* [What this task involves]: List every line of the records below that contains the word "green", copying each line in full. Match the word's case exactly.

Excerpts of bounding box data
* BEGIN *

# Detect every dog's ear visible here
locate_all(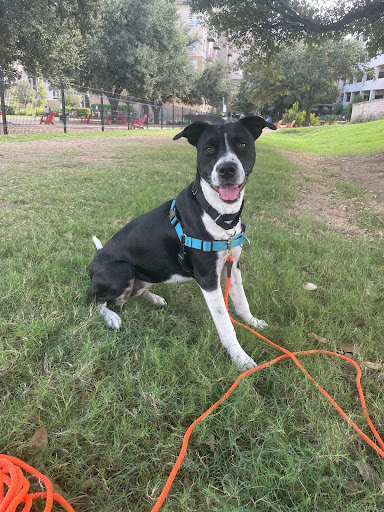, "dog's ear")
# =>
[173,121,211,146]
[238,116,276,140]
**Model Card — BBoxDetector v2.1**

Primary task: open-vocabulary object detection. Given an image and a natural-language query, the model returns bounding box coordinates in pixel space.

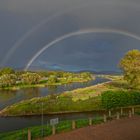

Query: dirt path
[45,116,140,140]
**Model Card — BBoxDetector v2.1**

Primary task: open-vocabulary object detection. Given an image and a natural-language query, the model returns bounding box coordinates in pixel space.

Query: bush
[101,91,140,109]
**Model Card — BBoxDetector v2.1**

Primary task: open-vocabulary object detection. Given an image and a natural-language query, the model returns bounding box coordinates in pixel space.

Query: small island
[0,68,95,90]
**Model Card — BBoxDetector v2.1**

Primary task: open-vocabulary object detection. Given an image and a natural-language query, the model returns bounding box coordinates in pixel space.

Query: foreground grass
[0,117,103,140]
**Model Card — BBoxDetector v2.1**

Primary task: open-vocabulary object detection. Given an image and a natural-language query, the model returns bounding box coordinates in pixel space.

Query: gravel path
[45,116,140,140]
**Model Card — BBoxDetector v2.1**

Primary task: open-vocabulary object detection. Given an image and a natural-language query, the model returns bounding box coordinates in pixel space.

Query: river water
[0,77,109,132]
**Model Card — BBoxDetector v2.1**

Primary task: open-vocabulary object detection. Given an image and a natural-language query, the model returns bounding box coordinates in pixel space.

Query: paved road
[45,116,140,140]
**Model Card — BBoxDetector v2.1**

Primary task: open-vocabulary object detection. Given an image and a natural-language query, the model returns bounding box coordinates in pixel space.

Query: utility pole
[41,102,44,137]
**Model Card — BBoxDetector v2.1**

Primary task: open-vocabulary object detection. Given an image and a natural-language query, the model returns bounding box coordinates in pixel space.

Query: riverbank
[0,77,95,90]
[1,77,127,116]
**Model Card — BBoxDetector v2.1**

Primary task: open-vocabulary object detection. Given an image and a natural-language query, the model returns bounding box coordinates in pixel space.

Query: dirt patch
[45,116,140,140]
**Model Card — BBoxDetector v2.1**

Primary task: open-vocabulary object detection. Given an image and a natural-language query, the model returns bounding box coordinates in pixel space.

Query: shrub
[101,91,140,109]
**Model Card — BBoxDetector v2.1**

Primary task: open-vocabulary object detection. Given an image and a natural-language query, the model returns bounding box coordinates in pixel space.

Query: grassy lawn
[0,117,103,140]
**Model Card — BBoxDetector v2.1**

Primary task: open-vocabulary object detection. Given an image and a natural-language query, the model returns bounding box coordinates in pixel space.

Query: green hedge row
[101,91,140,109]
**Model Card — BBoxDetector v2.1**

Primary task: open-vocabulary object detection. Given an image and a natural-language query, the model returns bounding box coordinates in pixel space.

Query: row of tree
[120,50,140,89]
[0,68,91,87]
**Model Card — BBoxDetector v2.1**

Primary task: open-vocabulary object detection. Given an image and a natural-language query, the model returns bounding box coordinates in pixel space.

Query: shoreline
[0,80,112,117]
[0,78,92,90]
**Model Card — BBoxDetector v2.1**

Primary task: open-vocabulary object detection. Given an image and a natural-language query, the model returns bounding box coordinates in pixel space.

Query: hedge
[101,91,140,109]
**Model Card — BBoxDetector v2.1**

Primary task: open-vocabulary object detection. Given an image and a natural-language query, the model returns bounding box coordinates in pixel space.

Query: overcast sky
[0,0,140,71]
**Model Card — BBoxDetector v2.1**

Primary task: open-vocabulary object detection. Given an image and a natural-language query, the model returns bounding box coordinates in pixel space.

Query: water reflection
[0,78,108,109]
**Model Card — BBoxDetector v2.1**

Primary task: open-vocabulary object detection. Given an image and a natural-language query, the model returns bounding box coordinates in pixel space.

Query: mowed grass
[0,117,103,140]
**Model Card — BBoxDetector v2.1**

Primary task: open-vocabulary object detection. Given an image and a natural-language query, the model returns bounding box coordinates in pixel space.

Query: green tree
[0,74,17,87]
[120,50,140,88]
[48,75,58,84]
[0,67,15,75]
[21,72,41,84]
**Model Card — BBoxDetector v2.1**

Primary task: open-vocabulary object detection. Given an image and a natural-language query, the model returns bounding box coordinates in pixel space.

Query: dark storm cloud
[0,0,140,70]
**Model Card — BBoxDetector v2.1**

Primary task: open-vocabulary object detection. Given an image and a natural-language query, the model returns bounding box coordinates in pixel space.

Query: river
[0,77,109,132]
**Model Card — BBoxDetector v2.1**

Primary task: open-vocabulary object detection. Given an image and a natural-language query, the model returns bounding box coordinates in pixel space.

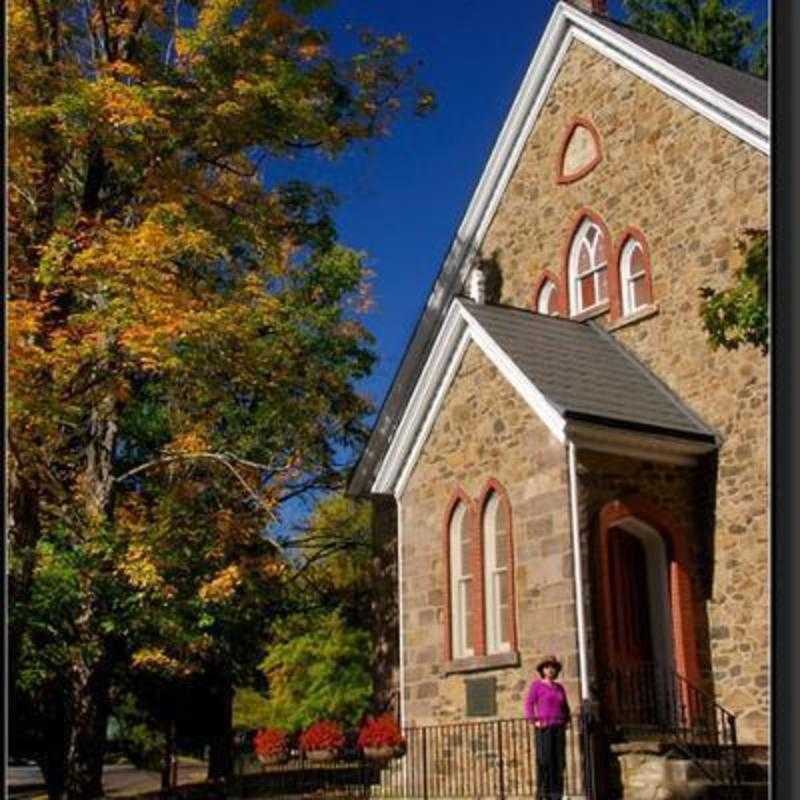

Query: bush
[253,728,289,758]
[300,720,344,752]
[358,714,405,748]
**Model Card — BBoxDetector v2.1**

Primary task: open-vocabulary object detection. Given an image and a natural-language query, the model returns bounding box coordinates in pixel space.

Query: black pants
[536,725,567,800]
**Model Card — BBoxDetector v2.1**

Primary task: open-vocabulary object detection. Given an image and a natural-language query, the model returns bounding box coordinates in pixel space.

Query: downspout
[567,441,590,700]
[395,497,406,728]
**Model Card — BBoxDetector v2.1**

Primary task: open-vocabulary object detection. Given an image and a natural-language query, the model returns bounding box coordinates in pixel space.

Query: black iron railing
[601,663,740,786]
[237,715,591,800]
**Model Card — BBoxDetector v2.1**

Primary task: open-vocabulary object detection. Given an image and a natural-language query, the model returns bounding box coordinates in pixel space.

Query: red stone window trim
[556,117,603,185]
[479,478,517,655]
[531,269,566,316]
[611,226,653,320]
[442,487,485,661]
[561,207,619,317]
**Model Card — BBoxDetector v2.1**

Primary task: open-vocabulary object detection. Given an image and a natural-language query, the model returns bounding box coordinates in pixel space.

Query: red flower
[253,728,287,757]
[358,714,405,748]
[300,720,344,751]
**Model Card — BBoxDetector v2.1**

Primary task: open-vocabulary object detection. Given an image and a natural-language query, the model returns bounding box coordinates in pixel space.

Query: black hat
[536,656,563,676]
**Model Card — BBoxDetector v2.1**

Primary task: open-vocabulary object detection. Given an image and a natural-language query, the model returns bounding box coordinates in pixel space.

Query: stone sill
[442,650,519,677]
[570,300,611,322]
[606,305,659,331]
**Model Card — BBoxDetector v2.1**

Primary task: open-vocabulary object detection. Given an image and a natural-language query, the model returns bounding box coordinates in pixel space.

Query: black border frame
[770,0,800,798]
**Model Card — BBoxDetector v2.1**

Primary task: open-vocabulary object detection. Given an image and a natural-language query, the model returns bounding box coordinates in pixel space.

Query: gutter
[567,441,590,701]
[395,497,406,729]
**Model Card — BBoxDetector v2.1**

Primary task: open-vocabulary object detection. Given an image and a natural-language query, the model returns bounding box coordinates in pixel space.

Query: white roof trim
[412,1,770,346]
[372,298,565,497]
[371,298,715,498]
[566,420,716,466]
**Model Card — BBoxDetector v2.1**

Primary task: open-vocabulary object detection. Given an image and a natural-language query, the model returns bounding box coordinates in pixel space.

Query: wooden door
[608,528,658,723]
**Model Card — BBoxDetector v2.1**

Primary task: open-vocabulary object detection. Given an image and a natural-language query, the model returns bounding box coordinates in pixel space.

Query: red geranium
[253,728,287,758]
[300,720,344,751]
[358,714,405,748]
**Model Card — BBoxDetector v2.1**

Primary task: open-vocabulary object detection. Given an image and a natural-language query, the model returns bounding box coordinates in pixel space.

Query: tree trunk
[161,721,175,792]
[208,682,233,781]
[38,687,67,800]
[67,658,111,800]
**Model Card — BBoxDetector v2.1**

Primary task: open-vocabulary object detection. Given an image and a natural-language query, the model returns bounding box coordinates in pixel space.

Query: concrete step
[698,782,769,800]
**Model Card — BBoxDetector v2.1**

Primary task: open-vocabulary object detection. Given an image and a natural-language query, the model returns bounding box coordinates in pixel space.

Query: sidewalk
[6,761,208,798]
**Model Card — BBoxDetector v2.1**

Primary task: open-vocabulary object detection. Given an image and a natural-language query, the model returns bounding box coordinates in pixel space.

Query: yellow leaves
[168,429,209,453]
[132,647,192,676]
[85,77,156,128]
[118,544,162,589]
[197,564,242,603]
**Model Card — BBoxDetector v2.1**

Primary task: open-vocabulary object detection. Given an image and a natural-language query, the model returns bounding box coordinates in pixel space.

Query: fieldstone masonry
[390,29,769,756]
[400,344,578,724]
[476,42,769,743]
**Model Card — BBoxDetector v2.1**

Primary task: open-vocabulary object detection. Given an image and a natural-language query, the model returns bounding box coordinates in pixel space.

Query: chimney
[570,0,608,17]
[467,264,486,305]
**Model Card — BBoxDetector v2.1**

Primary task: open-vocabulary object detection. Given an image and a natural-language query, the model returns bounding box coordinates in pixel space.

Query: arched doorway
[596,500,699,728]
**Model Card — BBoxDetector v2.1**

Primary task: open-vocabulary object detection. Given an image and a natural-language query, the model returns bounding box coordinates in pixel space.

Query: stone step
[697,781,769,800]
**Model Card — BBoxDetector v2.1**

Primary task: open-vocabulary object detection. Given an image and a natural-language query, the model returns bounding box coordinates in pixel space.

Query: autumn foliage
[253,728,289,758]
[300,720,345,752]
[358,714,405,748]
[7,0,430,800]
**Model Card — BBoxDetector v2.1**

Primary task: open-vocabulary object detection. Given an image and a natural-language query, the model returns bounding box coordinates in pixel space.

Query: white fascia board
[372,298,565,497]
[428,2,770,296]
[462,306,565,444]
[372,300,469,496]
[566,421,716,466]
[564,7,770,154]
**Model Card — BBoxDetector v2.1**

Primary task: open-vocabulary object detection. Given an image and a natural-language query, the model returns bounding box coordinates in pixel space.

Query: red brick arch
[442,486,478,661]
[478,478,517,651]
[531,269,568,317]
[608,225,654,320]
[598,495,700,686]
[561,206,619,316]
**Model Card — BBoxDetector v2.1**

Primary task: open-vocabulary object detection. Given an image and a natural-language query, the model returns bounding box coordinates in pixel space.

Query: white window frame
[619,236,652,316]
[483,491,512,653]
[450,502,475,658]
[569,219,608,316]
[536,278,558,317]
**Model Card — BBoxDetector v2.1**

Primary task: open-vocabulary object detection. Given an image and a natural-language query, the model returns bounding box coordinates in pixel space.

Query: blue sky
[276,0,766,520]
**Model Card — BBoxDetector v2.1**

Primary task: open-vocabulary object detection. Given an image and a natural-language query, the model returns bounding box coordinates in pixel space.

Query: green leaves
[261,612,372,730]
[623,0,766,74]
[700,230,769,354]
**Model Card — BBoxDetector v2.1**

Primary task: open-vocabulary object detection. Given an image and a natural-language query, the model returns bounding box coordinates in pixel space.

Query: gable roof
[348,2,770,495]
[595,17,769,119]
[459,298,714,441]
[372,297,716,494]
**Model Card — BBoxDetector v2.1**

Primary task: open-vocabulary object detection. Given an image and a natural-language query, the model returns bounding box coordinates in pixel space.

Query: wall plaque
[464,678,497,717]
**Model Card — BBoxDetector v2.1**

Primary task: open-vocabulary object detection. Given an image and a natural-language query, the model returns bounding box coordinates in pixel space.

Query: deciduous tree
[8,0,431,800]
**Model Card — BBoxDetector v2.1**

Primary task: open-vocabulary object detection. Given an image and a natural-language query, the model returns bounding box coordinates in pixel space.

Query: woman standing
[525,656,570,800]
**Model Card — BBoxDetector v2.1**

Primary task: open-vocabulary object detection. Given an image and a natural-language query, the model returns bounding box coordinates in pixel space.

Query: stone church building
[350,0,769,780]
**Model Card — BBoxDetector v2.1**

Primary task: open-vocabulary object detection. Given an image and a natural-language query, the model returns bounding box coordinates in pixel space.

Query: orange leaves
[197,564,242,603]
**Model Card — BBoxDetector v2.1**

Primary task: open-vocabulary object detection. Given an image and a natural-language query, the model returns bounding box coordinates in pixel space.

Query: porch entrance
[603,517,676,729]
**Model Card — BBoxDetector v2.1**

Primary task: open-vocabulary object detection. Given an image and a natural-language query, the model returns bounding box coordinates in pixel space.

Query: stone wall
[476,42,769,742]
[400,344,579,724]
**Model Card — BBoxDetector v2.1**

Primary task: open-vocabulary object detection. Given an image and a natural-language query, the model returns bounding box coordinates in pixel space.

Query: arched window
[536,280,558,316]
[619,236,653,316]
[569,218,608,314]
[483,491,512,653]
[450,502,475,658]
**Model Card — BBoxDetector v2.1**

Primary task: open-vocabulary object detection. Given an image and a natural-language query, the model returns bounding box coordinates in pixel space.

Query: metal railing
[601,663,740,786]
[237,715,590,800]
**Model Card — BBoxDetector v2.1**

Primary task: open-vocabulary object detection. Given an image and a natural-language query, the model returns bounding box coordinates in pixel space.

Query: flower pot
[364,744,400,761]
[306,750,337,761]
[258,753,289,767]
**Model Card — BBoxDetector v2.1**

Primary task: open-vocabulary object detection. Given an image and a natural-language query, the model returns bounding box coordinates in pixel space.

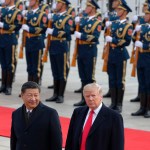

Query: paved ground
[0,2,150,150]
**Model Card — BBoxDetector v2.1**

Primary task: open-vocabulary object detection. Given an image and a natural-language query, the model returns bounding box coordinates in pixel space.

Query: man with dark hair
[10,81,62,150]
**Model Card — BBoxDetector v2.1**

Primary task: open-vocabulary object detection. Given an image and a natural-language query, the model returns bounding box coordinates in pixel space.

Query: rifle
[42,3,52,62]
[71,0,81,67]
[102,28,111,72]
[130,0,140,64]
[131,31,140,77]
[19,14,27,59]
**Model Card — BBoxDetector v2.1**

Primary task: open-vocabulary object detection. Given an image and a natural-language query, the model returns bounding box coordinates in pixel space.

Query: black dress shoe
[0,85,6,93]
[47,85,54,89]
[103,90,111,98]
[56,96,64,103]
[45,94,58,102]
[74,87,82,93]
[114,106,122,113]
[5,88,12,95]
[73,100,86,106]
[130,96,140,102]
[131,108,146,116]
[144,110,150,118]
[109,104,116,109]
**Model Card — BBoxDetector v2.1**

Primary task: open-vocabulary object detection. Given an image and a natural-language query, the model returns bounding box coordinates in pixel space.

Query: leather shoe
[131,108,145,116]
[130,96,140,102]
[45,94,58,102]
[5,88,12,95]
[47,85,54,89]
[56,96,64,103]
[144,110,150,118]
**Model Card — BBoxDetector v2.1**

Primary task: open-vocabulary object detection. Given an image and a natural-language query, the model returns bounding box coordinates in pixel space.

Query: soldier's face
[85,5,93,15]
[112,0,120,9]
[56,2,64,12]
[21,89,40,109]
[83,88,102,110]
[142,5,148,13]
[144,13,150,22]
[116,8,124,17]
[29,0,37,8]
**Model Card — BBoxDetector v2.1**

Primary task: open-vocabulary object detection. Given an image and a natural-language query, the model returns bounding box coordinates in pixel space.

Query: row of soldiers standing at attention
[0,0,150,117]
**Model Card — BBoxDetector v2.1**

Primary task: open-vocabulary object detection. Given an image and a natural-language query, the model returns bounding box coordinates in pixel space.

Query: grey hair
[83,83,103,95]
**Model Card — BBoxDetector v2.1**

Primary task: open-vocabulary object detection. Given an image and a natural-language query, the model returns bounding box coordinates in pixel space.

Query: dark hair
[21,81,41,93]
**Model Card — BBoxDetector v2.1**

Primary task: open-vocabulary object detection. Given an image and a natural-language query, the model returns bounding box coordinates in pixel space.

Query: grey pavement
[0,2,150,150]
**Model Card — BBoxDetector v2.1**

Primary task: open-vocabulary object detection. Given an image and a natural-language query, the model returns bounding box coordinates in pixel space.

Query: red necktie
[80,110,94,150]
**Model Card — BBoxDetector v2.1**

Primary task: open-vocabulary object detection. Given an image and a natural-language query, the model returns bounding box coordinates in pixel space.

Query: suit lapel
[26,103,43,129]
[78,106,89,144]
[88,104,106,136]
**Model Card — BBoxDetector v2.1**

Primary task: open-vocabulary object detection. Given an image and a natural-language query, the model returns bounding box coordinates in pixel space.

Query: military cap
[118,0,132,12]
[57,0,70,5]
[87,0,100,9]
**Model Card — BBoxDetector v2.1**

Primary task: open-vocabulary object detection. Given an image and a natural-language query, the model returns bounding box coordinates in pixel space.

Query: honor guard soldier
[106,1,132,113]
[102,0,124,98]
[39,1,51,85]
[22,0,48,83]
[74,0,101,106]
[46,0,73,103]
[130,0,150,102]
[0,0,22,95]
[131,3,150,118]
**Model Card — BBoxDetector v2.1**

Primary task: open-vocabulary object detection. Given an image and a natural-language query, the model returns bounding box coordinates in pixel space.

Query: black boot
[103,89,111,98]
[47,85,54,89]
[115,89,124,113]
[56,80,66,103]
[74,87,82,93]
[0,70,7,93]
[45,80,60,102]
[144,94,150,118]
[73,83,86,106]
[131,93,146,116]
[5,72,13,95]
[109,88,117,109]
[130,88,140,102]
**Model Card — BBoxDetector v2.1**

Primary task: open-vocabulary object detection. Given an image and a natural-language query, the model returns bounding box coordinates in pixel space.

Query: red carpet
[0,107,150,150]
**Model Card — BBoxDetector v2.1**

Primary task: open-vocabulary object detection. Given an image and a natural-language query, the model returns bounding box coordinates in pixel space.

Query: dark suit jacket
[65,104,124,150]
[11,103,62,150]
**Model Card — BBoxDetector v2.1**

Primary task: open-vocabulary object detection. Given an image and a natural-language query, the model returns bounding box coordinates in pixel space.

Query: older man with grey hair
[65,83,124,150]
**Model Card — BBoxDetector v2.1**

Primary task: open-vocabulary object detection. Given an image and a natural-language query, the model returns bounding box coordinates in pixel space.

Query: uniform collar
[58,11,67,16]
[32,7,39,13]
[120,19,127,23]
[88,15,95,21]
[8,5,15,10]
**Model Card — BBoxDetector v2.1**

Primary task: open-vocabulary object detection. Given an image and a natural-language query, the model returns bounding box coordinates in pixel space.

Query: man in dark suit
[65,83,124,150]
[10,81,62,150]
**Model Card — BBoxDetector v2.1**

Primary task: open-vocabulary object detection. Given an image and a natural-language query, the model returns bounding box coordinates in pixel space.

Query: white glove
[52,2,56,10]
[22,10,28,16]
[48,13,53,20]
[135,41,143,48]
[22,24,29,32]
[46,28,54,35]
[105,21,112,28]
[0,22,4,28]
[74,31,81,39]
[135,25,141,32]
[104,12,109,18]
[75,16,80,23]
[132,15,138,22]
[106,36,112,42]
[25,1,29,7]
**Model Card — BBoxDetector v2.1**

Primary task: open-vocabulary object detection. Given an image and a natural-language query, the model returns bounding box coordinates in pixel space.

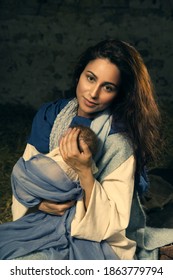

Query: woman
[1,40,171,259]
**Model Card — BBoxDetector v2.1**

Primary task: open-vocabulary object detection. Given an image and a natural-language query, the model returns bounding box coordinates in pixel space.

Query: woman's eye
[105,85,115,92]
[87,75,94,82]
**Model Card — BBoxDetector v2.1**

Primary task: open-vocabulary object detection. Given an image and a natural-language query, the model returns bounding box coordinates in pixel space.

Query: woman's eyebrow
[87,70,97,79]
[87,70,118,88]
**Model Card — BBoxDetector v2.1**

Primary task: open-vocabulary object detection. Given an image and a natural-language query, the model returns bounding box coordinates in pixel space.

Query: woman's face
[76,58,120,118]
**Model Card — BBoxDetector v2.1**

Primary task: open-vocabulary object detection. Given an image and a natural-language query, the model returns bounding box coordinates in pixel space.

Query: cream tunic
[12,144,136,260]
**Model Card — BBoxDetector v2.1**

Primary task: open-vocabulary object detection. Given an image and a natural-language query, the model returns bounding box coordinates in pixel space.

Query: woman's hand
[38,200,75,216]
[59,128,92,176]
[59,128,95,209]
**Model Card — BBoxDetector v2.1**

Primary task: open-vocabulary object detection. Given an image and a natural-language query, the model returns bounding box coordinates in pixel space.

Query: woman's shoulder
[36,98,71,121]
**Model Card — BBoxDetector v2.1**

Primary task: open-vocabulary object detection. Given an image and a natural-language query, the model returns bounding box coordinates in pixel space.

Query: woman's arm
[71,155,135,242]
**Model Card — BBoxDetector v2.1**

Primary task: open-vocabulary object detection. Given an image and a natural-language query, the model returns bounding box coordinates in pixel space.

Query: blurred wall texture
[0,0,173,109]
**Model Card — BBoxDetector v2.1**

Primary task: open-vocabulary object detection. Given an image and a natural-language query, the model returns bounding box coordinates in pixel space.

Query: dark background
[0,0,173,225]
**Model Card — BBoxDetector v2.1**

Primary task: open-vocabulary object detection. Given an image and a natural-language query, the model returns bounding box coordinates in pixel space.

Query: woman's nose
[90,85,100,98]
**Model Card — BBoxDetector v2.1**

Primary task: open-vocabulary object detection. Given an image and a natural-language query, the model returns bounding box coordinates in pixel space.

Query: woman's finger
[38,200,75,216]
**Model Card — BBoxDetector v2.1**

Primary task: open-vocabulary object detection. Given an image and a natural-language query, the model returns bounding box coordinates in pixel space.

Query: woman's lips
[84,98,98,107]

* END *

* [Full answer]:
Query: green hedge row
Query: green tree
Query: green leaves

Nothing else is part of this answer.